Schriftliche Anweisung a
Gib die Datensätze unverändert wieder, beginnend mit ihrer ersten Zeile und endend mit der Zeile, die „73 L 41 143“ enthält.

Ausgewählter Auszug
"""

In diesem Zusammenhang vertraten sie die Forderungen, sowohl in Presse, Funk und Versammlungen, als auch auf dem Gebiete der Kunst und Literatur, der Politik der Partei und Regierung der DDR teilweise und auch grundsätzlich entgegengesetzte Auffassungen zu popularisieren, mit der Absicht, eine umfassende »Fehlerdiskussion« zu entfachen.
Gleichfalls auf die Änderung der Politik von Partei und Regierung hinzielende Forderungen waren die von ihnen vertretenen »personellen Veränderungen« im ZK der SED, in der Regierung der DDR sowie in allen nachgeordneten Partei- und Staatsorganen, die erzwungen werden sollten.
Auf dieser feindlichen Grundlage wurde ständig gegen die führende Rolle der Partei, gegen die sozialistische Umgestaltung der Landwirtschaft, gegen das Bündnis der Arbeiterklasse mit der Intelligenz, gegen die Kultur- und Hochschulpolitik, gegen die Tätigkeit demokratischer Massenorganisationen und gegen Genossen Walter Ulbricht gehetzt. Die DDR wurde von ihnen als »totalitäres Regime« bezeichnet.

"""

Datensätze aus einem annotierten Datenbestand
"""

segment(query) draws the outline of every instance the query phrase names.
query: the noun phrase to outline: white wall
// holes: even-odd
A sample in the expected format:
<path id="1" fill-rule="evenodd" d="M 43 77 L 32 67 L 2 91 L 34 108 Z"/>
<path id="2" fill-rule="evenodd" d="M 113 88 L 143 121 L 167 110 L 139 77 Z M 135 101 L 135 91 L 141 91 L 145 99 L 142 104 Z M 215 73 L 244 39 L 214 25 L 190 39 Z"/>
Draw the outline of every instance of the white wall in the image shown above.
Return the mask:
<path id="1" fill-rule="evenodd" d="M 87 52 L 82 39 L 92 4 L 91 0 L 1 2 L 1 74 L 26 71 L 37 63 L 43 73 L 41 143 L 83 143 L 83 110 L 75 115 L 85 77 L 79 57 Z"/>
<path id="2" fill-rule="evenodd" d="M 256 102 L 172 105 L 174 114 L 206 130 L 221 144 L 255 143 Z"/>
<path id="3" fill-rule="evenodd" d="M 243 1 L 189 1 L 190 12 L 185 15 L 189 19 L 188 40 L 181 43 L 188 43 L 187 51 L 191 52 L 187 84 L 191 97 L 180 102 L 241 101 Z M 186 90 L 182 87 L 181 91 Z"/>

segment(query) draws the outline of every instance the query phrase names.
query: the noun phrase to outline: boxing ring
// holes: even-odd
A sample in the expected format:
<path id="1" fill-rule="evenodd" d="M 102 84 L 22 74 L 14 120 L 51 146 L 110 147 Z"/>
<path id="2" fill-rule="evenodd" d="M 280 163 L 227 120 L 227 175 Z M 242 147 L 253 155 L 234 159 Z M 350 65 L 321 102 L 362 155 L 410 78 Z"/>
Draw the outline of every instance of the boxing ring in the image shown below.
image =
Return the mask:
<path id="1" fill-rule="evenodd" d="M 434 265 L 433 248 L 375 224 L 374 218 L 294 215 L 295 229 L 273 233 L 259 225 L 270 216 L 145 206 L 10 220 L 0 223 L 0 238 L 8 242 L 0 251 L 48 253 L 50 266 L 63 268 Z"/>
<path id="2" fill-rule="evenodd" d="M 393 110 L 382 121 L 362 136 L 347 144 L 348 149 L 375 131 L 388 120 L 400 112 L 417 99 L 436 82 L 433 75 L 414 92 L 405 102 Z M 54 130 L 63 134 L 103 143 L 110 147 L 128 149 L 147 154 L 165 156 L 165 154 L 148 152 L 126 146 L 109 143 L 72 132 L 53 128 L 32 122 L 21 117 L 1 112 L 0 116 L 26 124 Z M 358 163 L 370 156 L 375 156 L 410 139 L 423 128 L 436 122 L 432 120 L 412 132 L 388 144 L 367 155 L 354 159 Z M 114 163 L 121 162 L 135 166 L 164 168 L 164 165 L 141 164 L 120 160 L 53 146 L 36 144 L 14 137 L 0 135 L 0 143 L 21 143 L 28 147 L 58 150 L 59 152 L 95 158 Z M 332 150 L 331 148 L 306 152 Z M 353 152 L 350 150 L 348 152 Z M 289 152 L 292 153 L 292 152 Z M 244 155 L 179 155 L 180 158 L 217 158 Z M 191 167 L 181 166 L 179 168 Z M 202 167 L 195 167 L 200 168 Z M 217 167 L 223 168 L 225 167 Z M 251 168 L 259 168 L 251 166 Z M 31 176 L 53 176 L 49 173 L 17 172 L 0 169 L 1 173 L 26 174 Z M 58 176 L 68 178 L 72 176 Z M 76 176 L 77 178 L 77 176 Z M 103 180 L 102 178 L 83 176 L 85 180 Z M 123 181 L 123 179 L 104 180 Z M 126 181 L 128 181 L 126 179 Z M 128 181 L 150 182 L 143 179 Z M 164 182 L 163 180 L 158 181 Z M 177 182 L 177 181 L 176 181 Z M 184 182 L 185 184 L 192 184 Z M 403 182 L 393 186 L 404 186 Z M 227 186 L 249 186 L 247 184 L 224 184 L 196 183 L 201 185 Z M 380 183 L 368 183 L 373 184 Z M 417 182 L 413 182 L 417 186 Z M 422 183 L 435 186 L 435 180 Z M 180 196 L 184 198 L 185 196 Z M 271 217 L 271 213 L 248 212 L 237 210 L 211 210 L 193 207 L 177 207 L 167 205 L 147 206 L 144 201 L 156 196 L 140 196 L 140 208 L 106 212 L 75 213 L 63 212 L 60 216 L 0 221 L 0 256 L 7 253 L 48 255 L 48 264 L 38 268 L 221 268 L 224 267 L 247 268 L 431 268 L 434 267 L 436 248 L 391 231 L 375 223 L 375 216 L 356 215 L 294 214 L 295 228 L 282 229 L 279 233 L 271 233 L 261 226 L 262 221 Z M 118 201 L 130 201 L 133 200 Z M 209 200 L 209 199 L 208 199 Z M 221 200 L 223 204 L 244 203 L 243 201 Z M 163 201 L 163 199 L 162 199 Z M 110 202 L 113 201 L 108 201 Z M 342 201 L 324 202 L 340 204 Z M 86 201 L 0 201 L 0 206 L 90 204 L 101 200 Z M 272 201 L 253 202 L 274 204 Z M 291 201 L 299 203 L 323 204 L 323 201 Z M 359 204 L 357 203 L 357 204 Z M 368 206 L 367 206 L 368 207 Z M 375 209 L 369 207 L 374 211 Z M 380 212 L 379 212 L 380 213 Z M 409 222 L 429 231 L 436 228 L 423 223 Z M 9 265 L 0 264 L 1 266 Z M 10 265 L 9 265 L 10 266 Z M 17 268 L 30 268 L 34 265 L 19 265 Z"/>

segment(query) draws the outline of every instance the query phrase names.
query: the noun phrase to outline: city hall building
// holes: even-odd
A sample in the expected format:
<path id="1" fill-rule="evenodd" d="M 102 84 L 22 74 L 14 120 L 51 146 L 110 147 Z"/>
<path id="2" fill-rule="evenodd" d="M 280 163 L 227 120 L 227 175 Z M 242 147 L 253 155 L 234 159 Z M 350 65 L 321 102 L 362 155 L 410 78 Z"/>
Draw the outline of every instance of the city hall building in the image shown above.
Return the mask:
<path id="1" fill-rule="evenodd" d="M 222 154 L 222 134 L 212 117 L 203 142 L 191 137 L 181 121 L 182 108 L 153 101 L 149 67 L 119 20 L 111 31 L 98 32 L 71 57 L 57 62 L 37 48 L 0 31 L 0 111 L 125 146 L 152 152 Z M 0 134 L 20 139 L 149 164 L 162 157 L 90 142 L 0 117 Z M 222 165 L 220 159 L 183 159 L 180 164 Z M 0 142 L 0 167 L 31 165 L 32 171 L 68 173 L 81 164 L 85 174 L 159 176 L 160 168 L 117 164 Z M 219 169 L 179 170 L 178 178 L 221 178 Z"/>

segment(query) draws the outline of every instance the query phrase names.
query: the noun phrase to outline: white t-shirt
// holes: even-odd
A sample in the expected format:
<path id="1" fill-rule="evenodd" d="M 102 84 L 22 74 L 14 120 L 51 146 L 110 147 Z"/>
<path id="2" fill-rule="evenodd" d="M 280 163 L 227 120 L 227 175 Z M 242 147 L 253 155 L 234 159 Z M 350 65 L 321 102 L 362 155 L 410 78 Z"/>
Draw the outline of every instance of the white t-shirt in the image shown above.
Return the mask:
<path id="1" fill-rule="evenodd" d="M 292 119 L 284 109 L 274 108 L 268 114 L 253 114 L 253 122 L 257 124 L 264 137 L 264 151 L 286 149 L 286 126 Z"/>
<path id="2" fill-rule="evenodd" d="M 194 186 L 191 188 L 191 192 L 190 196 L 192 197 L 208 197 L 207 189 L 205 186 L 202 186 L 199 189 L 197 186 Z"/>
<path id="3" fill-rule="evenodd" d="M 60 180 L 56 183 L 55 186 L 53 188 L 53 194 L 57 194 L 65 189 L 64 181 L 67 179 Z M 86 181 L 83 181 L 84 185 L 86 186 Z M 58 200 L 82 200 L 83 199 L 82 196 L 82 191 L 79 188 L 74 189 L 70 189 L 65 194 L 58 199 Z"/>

"""

Schriftliche Anweisung b
Schreib den Auszug ab den Worten „Gleichfalls auf die“ bis einschließlich „erzwungen werden sollten.“ noch einmal ab und setze dabei „Verwaltungsorganen“ an die Stelle von „Staatsorganen“.

Richtiges Ergebnis a
segment(query) draws the outline of every instance the query phrase names.
query: the noun phrase to outline: white wall
// holes: even-odd
A sample in the expected format:
<path id="1" fill-rule="evenodd" d="M 43 77 L 32 67 L 2 91 L 34 108 Z"/>
<path id="2" fill-rule="evenodd" d="M 113 88 L 143 121 L 167 110 L 139 77 Z M 135 101 L 135 91 L 141 91 L 145 99 L 142 104 Z M 215 73 L 244 39 L 214 25 L 190 39 Z"/>
Draw the outline of every instance of the white wall in the image shown above.
Return the mask:
<path id="1" fill-rule="evenodd" d="M 87 52 L 82 39 L 92 4 L 91 0 L 1 2 L 1 74 L 26 71 L 37 63 L 43 73 L 41 143 L 83 143 L 83 110 L 75 115 L 85 77 L 79 57 Z"/>

Richtiges Ergebnis b
Gleichfalls auf die Änderung der Politik von Partei und Regierung hinzielende Forderungen waren die von ihnen vertretenen »personellen Veränderungen« im ZK der SED, in der Regierung der DDR sowie in allen nachgeordneten Partei- und Verwaltungsorganen, die erzwungen werden sollten.